# Exercise:
What follows are records. Restate all of them word for word.

# Given records:
___

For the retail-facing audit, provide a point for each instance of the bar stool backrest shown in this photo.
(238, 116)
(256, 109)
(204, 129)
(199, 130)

___

# Solution for this exercise:
For the retail-facing audit, provide a point for each instance of the bar stool backrest shown in this photo.
(238, 116)
(256, 109)
(204, 129)
(199, 130)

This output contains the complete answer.